▶ **ASSIGNMENT**
In the abstract below on clinical trial data sharing, what was the median company data sharing score after three companies amended their policies?

▶ **EXCERPTED PASSAGE**
——————————

BMJ 2019; 366 doi: https://doi.org/10.1136/bmj.l4217 (Published 10 July 2019) Cite this as: BMJ 2019;366:l4217

Linked Opinion

Data sharing in clinical trials: keeping score

  1. Jennifer Miller, assistant professor12,
  2. Joseph S Ross, associate professor13,
  3. Marc Wilenzick, lawyer24,
  4. Michelle M Mello, doctor of jurisprudence, professor56
  1. 1Department of Internal Medicine, Yale School of Medicine, Yale University, New Haven, CT, USA
  2. 2Bioethics International, New York, NY, USA
  3. 4Taro Pharmaceuticals, USA, Hawthorne, NY, USA
  4. 3Department of Health Policy and Management, Yale School of Public Health, Center for Outcomes Research and Evaluation, Yale University, New Haven, CT, USA
  5. 5Stanford Law School, Stanford University, Stanford, CA, USA
  6. 6Department of Health Research and Policy, Stanford University School of Medicine, Stanford University, Stanford, CA, USA
  1. Correspondence to: J Miller jennifer.e.miller{at}yale.edu
  • Accepted 21 May 2019

Abstract

Objectives To develop and pilot a tool to measure and improve pharmaceutical companies’ clinical trial data sharing policies and practices.

Design Cross sectional descriptive analysis.

Setting Large pharmaceutical companies with novel drugs approved by the US Food and Drug Administration in 2015.

Data sources Data sharing measures were adapted from 10 prominent data sharing guidelines from expert bodies and refined through a multi-stakeholder deliberative process engaging patients, industry, academics, regulators, and others. Data sharing practices and policies were assessed using data from ClinicalTrials.gov, Drugs@FDA, corporate websites, data sharing platforms and registries (eg, the Yale Open Data Access (YODA) Project and Clinical Study Data Request (CSDR)), and personal communication with drug companies.

Main outcome measures Company level, multicomponent measure of accessibility of participant level clinical trial data (eg, analysis ready dataset and metadata); drug and trial level measures of registration, results reporting, and publication; company level overall transparency rankings; and feasibility of the measures and ranking tool to improve company data sharing policies and practices.

Results Only 25% of large pharmaceutical companies fully met the data sharing measure. The median company data sharing score was 63% (interquartile range 58-85%). Given feedback and a chance to improve their policies to meet this measure, three companies made amendments, raising the percentage of companies in full compliance to 33% and the median company data sharing score to 80% (73-100%). The most common reasons companies did not initially satisfy the data sharing measure were failure to share data by the specified deadline (75%) and failure to report the number and outcome of their data requests. Across new drug applications, a median of 100% (interquartile range 91-100%) of trials in patients were registered, 65% (36-96%) reported results, 45% (30-84%) were published, and 95% (69-100%) were publicly available in some form by six months after FDA drug approval. When examining results on the drug level, less than half (42%) of reviewed drugs had results for all their new drug applications trials in patients publicly available in some form by six months after FDA approval.

——————————

▶ **GIVEN RECORDS**
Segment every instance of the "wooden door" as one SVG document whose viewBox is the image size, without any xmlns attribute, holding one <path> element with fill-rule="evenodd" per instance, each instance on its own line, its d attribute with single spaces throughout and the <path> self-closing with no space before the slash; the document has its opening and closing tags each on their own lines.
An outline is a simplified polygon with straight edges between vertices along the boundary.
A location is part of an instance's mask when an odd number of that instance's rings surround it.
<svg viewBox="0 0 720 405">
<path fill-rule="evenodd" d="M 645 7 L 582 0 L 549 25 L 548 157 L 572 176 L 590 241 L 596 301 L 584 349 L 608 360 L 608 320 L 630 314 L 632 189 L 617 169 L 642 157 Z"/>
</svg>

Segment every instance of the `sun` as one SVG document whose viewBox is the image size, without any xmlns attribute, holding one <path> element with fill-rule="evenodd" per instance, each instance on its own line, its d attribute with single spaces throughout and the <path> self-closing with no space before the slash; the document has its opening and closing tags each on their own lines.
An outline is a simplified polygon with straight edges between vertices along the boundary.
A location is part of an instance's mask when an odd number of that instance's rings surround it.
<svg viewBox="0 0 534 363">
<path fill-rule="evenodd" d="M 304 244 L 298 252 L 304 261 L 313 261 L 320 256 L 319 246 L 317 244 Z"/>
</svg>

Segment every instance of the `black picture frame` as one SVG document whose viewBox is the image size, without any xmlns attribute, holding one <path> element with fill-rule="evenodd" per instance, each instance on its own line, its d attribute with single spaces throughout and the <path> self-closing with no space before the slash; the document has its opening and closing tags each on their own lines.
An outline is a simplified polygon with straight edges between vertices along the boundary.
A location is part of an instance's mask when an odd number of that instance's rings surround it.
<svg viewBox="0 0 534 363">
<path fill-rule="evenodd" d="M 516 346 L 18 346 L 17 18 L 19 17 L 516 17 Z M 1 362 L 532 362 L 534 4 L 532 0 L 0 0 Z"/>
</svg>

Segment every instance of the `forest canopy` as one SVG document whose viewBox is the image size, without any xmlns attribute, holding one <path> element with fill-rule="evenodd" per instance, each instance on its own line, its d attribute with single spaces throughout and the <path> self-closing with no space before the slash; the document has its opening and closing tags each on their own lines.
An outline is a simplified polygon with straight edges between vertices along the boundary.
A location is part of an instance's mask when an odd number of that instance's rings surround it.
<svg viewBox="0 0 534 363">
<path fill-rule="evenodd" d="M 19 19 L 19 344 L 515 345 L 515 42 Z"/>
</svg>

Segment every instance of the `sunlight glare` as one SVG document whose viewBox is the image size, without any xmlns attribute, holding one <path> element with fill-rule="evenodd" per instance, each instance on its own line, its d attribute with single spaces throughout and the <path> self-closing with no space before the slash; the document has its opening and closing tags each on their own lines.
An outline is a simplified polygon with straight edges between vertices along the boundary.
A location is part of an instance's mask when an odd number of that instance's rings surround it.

——————————

▶ **EXERCISE ANSWER**
80% (interquartile range 73-100%)